-- Start RECORD SET --

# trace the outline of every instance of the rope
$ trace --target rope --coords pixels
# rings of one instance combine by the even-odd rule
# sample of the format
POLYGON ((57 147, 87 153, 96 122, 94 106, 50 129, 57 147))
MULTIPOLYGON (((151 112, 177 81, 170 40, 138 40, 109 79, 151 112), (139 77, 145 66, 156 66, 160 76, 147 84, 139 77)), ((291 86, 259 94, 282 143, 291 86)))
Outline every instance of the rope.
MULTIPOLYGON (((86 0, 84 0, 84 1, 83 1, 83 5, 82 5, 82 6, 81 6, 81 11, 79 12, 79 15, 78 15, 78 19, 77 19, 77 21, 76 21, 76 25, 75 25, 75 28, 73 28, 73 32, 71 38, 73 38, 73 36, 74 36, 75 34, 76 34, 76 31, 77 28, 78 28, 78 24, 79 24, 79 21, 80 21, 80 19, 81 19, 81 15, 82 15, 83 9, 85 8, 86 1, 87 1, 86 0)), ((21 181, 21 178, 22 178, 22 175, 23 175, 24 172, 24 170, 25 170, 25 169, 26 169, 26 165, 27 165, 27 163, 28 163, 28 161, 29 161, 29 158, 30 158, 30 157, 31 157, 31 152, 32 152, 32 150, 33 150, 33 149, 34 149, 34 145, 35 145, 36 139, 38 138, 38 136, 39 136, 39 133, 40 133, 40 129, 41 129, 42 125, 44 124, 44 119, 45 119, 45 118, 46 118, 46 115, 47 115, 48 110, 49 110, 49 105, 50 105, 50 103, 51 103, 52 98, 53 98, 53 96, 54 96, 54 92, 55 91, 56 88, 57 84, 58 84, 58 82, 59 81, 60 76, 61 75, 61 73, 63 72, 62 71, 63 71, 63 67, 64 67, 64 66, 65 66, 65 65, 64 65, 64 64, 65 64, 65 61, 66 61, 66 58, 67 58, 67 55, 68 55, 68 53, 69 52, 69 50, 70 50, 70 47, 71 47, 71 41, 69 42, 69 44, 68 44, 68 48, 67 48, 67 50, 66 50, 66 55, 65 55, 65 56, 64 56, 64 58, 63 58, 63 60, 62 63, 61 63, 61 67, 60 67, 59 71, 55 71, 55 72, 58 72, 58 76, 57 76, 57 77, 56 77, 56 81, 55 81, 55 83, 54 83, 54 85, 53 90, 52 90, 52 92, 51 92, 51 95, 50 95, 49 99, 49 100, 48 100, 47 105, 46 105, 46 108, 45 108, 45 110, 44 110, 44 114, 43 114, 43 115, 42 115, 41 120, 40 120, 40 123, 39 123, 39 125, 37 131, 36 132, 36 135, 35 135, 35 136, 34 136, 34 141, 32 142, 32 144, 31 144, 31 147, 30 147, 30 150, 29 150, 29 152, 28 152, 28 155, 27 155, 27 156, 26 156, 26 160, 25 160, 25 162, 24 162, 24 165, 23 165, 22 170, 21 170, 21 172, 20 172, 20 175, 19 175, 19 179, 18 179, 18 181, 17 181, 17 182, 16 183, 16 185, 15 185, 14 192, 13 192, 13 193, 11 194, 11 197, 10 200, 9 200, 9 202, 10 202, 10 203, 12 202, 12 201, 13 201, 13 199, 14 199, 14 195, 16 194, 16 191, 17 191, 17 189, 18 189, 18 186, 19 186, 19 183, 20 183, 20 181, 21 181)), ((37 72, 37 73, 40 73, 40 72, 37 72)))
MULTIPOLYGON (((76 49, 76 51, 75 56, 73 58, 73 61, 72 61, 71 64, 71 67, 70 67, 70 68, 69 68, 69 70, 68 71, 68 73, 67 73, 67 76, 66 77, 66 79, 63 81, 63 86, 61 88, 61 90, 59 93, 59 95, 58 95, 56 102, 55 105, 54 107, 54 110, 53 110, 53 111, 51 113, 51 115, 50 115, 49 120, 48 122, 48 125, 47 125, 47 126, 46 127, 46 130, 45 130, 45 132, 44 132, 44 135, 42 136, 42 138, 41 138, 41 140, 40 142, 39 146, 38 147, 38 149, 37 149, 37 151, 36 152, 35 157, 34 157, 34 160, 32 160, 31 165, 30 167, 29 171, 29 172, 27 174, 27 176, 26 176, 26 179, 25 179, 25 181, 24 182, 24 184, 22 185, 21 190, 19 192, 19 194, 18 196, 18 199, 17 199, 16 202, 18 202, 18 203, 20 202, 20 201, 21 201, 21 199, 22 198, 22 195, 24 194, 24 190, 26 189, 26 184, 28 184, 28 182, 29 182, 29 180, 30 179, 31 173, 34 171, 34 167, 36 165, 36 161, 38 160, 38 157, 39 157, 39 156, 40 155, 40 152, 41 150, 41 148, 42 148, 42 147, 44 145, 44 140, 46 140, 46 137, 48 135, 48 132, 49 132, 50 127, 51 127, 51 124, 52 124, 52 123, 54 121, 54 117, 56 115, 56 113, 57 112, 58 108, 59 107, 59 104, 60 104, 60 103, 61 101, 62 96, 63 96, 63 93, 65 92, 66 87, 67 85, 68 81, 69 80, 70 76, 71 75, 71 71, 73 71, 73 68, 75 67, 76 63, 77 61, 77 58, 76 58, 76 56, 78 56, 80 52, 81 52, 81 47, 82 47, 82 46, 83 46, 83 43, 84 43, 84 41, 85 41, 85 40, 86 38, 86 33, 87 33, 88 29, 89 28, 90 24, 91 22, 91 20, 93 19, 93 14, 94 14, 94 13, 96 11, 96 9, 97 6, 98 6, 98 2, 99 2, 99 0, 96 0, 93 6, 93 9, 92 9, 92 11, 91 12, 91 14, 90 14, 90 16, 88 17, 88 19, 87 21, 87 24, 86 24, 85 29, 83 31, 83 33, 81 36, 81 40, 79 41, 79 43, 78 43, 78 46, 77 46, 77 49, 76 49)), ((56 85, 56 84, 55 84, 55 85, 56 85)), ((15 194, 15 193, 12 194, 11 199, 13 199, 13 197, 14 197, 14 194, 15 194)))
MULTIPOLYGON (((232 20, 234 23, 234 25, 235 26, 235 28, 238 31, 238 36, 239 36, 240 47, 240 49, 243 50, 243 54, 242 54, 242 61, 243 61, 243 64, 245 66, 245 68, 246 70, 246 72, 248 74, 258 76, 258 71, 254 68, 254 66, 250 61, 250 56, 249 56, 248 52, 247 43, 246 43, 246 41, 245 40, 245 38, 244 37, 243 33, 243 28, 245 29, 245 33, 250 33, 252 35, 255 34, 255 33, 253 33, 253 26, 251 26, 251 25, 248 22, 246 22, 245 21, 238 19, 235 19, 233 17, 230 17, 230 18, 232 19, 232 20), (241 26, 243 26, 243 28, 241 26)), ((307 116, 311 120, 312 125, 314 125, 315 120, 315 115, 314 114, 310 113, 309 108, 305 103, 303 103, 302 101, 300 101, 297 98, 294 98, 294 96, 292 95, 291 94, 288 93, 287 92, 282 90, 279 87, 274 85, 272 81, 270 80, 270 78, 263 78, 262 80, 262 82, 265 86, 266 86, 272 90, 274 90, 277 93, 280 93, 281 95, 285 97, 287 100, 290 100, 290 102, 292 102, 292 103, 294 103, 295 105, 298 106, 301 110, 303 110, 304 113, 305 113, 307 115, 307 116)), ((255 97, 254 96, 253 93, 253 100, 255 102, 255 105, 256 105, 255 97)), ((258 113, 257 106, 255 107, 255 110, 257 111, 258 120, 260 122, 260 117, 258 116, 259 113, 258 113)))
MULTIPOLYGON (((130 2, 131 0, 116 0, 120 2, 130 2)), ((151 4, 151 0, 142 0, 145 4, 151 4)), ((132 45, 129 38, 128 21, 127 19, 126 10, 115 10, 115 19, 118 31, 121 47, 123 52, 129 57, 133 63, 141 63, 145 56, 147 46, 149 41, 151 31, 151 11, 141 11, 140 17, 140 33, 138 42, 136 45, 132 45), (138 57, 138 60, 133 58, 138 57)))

-- End RECORD SET --

**GOAL**
Reproduce the records from their first line through the line containing "MULTIPOLYGON (((151 112, 177", with "rope" swapped for "cable" and everything else kept as is.

**SOLUTION FOR THIS PROBLEM**
# trace the outline of every instance of the cable
$ trace --target cable --coords pixels
# rings of one instance combine by the even-odd rule
# sample of the format
POLYGON ((57 147, 87 153, 96 122, 94 106, 50 129, 57 147))
MULTIPOLYGON (((151 112, 177 81, 170 40, 138 40, 109 79, 151 112), (139 77, 145 66, 156 66, 160 76, 147 84, 139 77)), ((291 86, 259 94, 282 143, 291 86)))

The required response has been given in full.